Transcribe each line of the records below exactly, excluding any embedded images.

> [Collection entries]
====
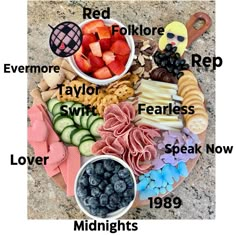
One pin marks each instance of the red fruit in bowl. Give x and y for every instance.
(83, 63)
(116, 67)
(108, 57)
(120, 47)
(87, 39)
(91, 27)
(96, 49)
(105, 44)
(102, 73)
(103, 32)
(122, 58)
(96, 62)
(116, 35)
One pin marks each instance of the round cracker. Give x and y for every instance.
(197, 123)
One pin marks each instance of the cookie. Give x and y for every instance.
(197, 123)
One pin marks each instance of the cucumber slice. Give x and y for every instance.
(57, 108)
(95, 126)
(91, 119)
(77, 135)
(83, 120)
(85, 147)
(87, 137)
(61, 123)
(55, 117)
(51, 103)
(65, 135)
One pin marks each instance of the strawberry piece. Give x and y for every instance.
(122, 58)
(120, 47)
(108, 57)
(91, 27)
(96, 62)
(104, 32)
(87, 39)
(96, 49)
(102, 73)
(116, 67)
(82, 63)
(116, 35)
(105, 44)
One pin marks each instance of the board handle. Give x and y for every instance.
(193, 33)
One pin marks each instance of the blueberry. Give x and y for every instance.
(103, 199)
(114, 199)
(129, 182)
(120, 186)
(109, 189)
(99, 169)
(107, 175)
(117, 168)
(86, 201)
(103, 185)
(129, 193)
(90, 169)
(123, 173)
(95, 192)
(95, 180)
(83, 180)
(102, 212)
(114, 178)
(109, 165)
(81, 192)
(93, 202)
(94, 211)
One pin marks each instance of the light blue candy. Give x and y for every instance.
(169, 187)
(182, 168)
(175, 173)
(156, 190)
(141, 177)
(164, 183)
(162, 190)
(143, 195)
(143, 184)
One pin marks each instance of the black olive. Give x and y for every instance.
(177, 62)
(171, 60)
(180, 74)
(174, 49)
(157, 60)
(177, 55)
(176, 71)
(164, 63)
(168, 47)
(185, 67)
(170, 68)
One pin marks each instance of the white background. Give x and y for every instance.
(13, 99)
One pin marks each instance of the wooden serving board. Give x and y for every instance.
====
> [Answer in full]
One pin marks each instance of the red fruit in bowl. Give x and y for every instance.
(83, 63)
(116, 67)
(108, 57)
(120, 47)
(87, 39)
(91, 27)
(96, 49)
(105, 44)
(102, 73)
(103, 32)
(122, 58)
(96, 62)
(116, 35)
One pin marks each instance of the round cracker. Give x and y for every instance.
(197, 123)
One pin marks each instance of the cookie. Give x and y for every instance.
(197, 123)
One pin marks each instance of the cucumber slice. Give x and y for every instance.
(57, 108)
(95, 126)
(91, 119)
(77, 135)
(83, 120)
(85, 147)
(87, 137)
(61, 123)
(55, 117)
(51, 103)
(65, 135)
One pin marks each instance of the strawberry piece. Give x and y for every instance.
(122, 58)
(120, 47)
(108, 57)
(91, 27)
(96, 62)
(104, 32)
(87, 39)
(96, 49)
(102, 73)
(116, 67)
(82, 63)
(116, 35)
(105, 44)
One pin marks each instance of the board handle. Give x and y for every instance.
(193, 33)
One pin marks each instance of the blueberry. Give x and y for every instance.
(103, 199)
(114, 199)
(129, 182)
(120, 186)
(109, 189)
(99, 169)
(107, 175)
(117, 168)
(86, 201)
(103, 185)
(129, 193)
(90, 169)
(123, 173)
(95, 192)
(95, 180)
(83, 180)
(102, 212)
(114, 178)
(109, 165)
(81, 192)
(93, 202)
(94, 211)
One pin marks each instance of the light blue candy. Give x and y for every instance.
(169, 187)
(182, 168)
(175, 173)
(156, 190)
(141, 177)
(164, 183)
(162, 190)
(143, 195)
(143, 184)
One pin marks each instance of the black olive. Give x and y for every instance.
(177, 62)
(171, 60)
(180, 74)
(174, 49)
(157, 60)
(177, 55)
(176, 71)
(164, 63)
(168, 47)
(185, 67)
(170, 68)
One pin marks each instance of the white background. Give x and y for every instance.
(13, 99)
One pin marks each instance of the wooden serving board. Give x and y for every instance.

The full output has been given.